- [Задание и требования]
Перепишите из записей без единого изменения строки от строки с «of the grassy» до строки с «column 248, row 81». Обе эти строки тоже включите.
*-*-*
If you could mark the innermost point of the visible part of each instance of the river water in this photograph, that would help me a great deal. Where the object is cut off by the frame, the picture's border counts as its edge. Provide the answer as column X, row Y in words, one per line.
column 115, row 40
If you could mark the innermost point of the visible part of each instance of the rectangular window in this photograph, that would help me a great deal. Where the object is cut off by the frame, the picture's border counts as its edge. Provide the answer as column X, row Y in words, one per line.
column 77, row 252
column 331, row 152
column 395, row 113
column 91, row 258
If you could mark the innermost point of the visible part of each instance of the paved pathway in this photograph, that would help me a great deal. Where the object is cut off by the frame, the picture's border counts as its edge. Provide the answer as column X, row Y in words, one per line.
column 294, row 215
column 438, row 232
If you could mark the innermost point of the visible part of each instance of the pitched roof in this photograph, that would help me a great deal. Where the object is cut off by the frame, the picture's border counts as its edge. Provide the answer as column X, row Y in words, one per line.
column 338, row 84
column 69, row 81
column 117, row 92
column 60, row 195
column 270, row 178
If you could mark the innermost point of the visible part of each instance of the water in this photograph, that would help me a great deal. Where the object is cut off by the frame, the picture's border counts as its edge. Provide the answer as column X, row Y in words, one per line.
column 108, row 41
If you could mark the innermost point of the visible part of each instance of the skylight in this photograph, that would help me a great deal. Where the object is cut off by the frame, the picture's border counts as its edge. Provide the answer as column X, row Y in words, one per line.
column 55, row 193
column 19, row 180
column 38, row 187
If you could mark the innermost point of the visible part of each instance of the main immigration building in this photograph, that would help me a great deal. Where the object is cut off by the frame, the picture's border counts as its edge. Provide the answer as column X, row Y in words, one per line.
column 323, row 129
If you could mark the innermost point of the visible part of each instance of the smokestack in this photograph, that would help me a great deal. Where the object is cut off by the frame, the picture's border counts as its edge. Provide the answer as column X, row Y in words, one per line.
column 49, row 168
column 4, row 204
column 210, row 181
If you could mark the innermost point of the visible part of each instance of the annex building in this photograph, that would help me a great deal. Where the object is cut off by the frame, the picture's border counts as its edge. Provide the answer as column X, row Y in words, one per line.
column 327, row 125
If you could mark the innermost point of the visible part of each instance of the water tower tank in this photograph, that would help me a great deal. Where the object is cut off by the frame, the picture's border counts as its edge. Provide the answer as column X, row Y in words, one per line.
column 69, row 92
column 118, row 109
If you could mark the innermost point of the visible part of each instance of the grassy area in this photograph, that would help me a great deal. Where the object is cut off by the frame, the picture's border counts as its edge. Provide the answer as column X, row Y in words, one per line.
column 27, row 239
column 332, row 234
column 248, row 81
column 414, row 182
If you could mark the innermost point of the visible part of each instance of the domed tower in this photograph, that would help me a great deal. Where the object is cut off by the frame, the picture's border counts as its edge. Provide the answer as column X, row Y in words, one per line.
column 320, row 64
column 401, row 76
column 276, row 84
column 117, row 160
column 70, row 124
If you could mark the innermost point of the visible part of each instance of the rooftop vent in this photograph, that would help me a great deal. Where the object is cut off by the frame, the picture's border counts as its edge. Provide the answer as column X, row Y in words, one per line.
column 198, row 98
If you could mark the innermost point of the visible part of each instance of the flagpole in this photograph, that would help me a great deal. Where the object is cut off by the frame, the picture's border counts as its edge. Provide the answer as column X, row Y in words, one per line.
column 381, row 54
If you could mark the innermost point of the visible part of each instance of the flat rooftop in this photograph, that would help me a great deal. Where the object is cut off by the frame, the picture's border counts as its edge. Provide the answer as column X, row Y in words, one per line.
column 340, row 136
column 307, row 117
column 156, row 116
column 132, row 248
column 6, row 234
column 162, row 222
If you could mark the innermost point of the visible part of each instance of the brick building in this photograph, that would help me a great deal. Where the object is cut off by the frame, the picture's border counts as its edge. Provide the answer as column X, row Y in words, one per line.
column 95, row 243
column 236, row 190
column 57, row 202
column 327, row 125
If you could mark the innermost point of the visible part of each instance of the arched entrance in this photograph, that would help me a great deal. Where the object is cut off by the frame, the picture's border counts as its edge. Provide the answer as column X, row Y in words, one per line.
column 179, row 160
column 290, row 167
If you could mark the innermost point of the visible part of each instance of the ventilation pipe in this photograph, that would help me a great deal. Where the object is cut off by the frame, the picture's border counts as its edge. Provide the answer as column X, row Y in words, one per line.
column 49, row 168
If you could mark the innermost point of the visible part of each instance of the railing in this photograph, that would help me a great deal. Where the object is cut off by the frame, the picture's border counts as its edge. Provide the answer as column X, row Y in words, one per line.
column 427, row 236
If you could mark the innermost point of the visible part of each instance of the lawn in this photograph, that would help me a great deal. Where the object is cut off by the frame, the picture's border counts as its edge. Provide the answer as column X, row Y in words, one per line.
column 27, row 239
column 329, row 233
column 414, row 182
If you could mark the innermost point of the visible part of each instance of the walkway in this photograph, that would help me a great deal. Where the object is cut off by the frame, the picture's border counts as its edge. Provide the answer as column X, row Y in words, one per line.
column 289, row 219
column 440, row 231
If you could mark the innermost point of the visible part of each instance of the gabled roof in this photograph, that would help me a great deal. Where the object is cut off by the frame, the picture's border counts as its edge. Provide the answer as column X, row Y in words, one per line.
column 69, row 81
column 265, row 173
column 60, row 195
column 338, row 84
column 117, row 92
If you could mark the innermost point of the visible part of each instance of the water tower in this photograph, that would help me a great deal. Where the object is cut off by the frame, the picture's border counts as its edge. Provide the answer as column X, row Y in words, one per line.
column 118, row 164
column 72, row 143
*-*-*
- [Результат выполнения]
If you could mark the innermost point of the visible part of each instance of the grassy area in this photograph, that would help me a great deal. Where the object is cut off by the frame, the picture's border counts as its edge. Provide the answer as column X, row Y in words, one per line.
column 27, row 239
column 332, row 234
column 248, row 81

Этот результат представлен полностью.